- [Given request]:
Extract every line of the material below that contains the string "lake", and copy each one in full.

☆ ☆ ☆ ☆ ☆

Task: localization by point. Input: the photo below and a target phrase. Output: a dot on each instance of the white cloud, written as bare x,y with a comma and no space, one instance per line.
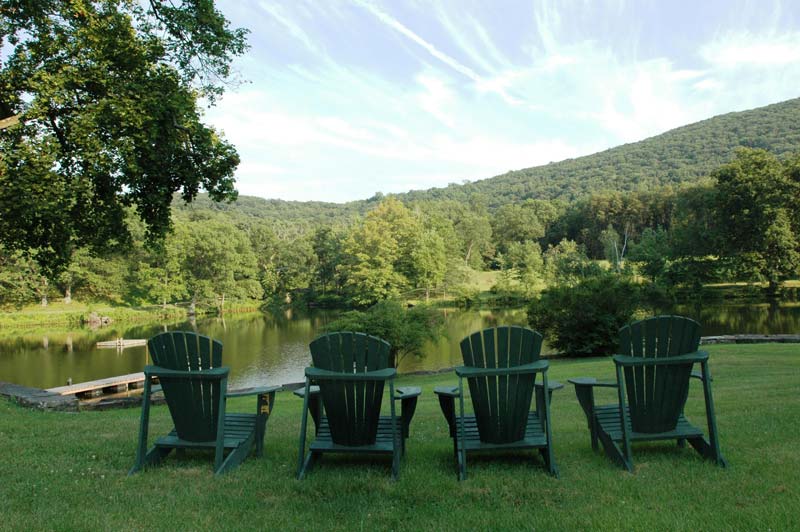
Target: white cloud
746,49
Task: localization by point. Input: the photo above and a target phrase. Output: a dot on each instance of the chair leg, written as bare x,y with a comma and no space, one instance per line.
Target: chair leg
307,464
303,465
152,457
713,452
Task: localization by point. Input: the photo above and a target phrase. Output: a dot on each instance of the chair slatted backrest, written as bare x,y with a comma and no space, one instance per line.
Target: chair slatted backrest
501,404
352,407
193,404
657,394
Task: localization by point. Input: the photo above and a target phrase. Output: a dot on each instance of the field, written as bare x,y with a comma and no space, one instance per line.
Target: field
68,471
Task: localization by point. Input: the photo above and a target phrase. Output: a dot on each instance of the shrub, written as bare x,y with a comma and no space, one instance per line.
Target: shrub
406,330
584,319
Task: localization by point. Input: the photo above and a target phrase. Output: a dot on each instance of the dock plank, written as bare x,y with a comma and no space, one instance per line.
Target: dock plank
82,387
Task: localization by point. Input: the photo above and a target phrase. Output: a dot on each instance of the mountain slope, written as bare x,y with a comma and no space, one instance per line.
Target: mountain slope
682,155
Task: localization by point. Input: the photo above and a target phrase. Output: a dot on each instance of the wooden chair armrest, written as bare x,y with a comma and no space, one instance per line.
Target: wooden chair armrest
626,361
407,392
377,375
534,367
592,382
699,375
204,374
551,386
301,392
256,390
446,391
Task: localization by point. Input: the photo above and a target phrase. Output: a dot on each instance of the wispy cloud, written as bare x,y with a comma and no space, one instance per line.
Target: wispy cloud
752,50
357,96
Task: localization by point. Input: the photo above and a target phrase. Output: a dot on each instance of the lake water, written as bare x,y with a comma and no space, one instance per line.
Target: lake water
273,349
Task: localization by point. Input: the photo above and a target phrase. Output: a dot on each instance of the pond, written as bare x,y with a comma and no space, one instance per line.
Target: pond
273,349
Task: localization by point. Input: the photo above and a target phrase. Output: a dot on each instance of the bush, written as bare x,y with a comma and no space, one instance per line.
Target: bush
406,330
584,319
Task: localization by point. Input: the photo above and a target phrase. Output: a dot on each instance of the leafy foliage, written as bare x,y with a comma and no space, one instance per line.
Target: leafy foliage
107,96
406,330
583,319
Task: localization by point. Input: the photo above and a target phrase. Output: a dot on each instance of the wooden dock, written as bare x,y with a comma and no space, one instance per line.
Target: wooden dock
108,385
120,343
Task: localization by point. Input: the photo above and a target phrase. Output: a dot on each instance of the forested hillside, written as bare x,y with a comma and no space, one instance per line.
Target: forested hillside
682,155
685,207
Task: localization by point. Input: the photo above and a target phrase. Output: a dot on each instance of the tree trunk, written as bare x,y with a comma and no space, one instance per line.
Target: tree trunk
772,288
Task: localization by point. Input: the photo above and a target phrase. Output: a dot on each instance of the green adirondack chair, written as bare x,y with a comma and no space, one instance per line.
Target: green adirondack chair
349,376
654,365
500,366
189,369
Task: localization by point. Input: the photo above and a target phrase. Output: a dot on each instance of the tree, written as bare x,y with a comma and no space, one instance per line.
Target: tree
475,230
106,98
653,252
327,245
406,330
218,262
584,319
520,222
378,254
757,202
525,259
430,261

☆ ☆ ☆ ☆ ☆

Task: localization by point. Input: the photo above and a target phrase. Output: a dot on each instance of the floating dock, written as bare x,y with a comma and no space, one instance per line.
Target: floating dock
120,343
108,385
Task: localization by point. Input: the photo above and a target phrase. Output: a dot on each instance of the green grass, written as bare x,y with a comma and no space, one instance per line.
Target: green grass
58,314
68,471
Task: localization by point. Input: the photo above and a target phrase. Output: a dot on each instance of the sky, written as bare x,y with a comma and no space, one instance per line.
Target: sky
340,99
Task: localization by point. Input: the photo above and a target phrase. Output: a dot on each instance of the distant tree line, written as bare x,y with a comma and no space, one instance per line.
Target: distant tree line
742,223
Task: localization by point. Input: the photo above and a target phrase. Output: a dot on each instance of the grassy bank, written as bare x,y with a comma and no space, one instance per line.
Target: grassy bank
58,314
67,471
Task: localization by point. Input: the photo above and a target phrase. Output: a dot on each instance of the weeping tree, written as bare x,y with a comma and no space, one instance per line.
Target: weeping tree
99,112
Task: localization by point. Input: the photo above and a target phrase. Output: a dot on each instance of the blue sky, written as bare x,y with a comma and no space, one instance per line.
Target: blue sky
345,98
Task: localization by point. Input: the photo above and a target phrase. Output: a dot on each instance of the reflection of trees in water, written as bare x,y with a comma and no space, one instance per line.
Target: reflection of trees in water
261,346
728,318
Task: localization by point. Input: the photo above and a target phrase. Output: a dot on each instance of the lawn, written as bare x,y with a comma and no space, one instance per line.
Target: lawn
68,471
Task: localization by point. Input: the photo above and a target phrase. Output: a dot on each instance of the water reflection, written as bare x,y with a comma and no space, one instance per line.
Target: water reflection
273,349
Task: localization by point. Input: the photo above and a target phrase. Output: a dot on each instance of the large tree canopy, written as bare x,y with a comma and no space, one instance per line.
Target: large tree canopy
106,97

☆ ☆ ☆ ☆ ☆

- [The reply]:
Task: localization by point. Input: the photo above and a target phrase. Output: a dot on each instance of the lake water, written as bare x,y with a comma and no space, one instance per line.
Target: lake water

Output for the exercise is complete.